EXERCISE PASSAGE:

The Supreme Court on Monday (June 21st) overturned a federal district court’s injunction which comprehensively prohibited the use of genetically modified alfafa seeds. The injunction was originally handed down to address the failure of the Animal Plant Health Inspection Service (APHIS) – a division of the United States Department of Agriculture (USDA) – to comply with the environmental impact statement (EIS) provisions of the National Environmental Policy Act (NEPA) before deregulating a particular line of alfafa crop. The seed’s manufacturer – the notorious Monsanto Corporation – has engineered the crop to resist the effects of its highly potent, glyphosate-based Roundup Herbicide, a product with its own dubious record of environmental safety. This Roundup Ready Alfafa (RRA) was found by APHIS to have no significant environmental impact, despite the many indications to the contrary expressed by the conventional alfalfa growers and environmental advocacy groups that brought the claim. Those threats include widespread gene contamination of non-genetically modified organisms (GMOs), along with the rapid proliferation of “superweeds” (or plants that have already developed immunities to glyphosate herbicides).

SUPPLIED DATA:

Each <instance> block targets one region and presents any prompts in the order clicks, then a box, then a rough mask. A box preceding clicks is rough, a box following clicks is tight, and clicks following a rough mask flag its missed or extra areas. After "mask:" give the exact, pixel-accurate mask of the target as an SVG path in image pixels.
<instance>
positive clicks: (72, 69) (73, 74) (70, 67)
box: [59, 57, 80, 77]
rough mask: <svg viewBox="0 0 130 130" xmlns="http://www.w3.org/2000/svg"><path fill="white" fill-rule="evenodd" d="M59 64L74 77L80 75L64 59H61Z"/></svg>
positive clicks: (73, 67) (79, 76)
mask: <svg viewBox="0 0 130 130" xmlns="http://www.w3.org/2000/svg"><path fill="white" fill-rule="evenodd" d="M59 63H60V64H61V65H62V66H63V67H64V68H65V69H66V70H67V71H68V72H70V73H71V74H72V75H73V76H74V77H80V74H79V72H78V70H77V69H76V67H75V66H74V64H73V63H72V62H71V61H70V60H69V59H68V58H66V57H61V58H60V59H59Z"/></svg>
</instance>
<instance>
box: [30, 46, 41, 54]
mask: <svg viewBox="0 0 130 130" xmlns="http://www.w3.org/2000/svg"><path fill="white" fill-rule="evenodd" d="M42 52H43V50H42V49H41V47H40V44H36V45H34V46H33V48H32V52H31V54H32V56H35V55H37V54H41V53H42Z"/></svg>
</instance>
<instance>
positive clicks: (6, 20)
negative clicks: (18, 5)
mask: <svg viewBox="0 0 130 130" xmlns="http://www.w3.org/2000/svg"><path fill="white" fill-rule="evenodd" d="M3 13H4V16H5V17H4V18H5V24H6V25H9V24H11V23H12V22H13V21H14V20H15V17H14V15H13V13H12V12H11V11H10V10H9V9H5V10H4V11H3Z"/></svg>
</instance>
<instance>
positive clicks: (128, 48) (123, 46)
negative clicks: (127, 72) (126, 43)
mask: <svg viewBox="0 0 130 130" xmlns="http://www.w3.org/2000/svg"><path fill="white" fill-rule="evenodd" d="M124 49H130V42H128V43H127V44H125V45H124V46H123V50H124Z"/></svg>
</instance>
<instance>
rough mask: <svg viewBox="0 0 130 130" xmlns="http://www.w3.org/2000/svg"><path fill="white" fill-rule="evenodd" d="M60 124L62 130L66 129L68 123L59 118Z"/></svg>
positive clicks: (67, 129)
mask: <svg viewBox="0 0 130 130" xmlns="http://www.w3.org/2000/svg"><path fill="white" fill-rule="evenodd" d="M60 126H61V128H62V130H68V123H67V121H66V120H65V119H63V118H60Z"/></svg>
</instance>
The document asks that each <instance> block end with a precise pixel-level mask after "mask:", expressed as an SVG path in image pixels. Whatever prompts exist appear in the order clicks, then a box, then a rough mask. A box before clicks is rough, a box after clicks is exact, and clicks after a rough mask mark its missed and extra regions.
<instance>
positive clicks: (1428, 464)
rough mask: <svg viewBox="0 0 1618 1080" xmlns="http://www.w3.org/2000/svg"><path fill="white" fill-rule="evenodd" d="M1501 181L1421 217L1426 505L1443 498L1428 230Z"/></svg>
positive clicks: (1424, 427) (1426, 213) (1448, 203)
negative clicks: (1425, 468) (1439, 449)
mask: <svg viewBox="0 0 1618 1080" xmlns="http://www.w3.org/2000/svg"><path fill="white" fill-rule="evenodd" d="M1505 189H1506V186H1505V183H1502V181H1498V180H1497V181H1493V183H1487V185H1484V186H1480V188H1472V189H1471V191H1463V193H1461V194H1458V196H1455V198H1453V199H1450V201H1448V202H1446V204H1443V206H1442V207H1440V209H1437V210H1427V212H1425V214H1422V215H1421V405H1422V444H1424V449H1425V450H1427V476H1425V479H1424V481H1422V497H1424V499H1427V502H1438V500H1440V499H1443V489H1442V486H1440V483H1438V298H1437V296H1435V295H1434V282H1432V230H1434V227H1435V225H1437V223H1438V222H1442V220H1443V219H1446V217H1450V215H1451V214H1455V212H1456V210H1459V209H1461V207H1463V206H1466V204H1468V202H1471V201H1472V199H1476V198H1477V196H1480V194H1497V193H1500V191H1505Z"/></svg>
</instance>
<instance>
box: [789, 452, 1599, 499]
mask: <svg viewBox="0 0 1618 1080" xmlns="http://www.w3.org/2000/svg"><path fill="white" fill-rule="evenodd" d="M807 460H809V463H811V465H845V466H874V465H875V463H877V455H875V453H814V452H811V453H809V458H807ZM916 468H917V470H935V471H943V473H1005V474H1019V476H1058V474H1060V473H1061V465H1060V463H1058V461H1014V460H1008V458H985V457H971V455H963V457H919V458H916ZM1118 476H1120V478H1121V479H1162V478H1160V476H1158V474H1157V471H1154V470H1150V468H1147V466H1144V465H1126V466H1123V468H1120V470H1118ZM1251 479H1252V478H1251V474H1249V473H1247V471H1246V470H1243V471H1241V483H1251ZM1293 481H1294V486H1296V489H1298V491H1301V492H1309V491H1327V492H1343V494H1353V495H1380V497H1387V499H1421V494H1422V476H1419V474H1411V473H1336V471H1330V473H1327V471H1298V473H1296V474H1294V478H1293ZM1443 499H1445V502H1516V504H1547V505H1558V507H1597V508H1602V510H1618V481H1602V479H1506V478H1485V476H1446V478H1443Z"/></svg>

TASKS FOR THIS EXERCISE:
[1] In the passage on the alfalfa ruling, which company manufactures the genetically modified alfalfa seed?
[2] List every abbreviation that the passage on the alfalfa ruling spells out, each with its full form.
[3] Please extend the passage on the alfalfa ruling by one paragraph, picking up after its final sentence.

OUTPUTS IN ORDER:
[1] The Monsanto Corporation.

[2]
- APHIS: Animal Plant Health Inspection Service
- USDA: United States Department of Agriculture
- EIS: environmental impact statement
- NEPA: National Environmental Policy Act
- RRA: Roundup Ready Alfafa
- GMOs: genetically modified organisms

[3]
While the immediate practical consequences and environmental implications of this decision are likely to be minimal, the agricultural biotechnology industry must surely be emboldened by its latest success story. APHIS will still be obligated to produce a sufficient environmental impact statement before unconditional deregulation of the RRA line. But even the small loophole that this decision offers – for instance, partial deregulation that would allow for pilot case studies – has the potential to endanger the vitality of the American food system. The American people must be able to trust that the government agencies charged with regulating such a volatile industry as GMO production are working in the best interest of the public health and our ambient environment. The subtle but persistent erosion of this trust is a continuation of the preferential treatment that these companies have received for the better part of the last half century. Indeed, for those who doubt the interconnectedness of these issues – of the complex web of special interest with everything to gain from the attrition of our environmental laws – one only has to look at the lineup of “friends” that this case has attracted – not only Monsanto, but the US Chamber of Commerce, the National Association of Home Builders, and the American Petroleum Institute.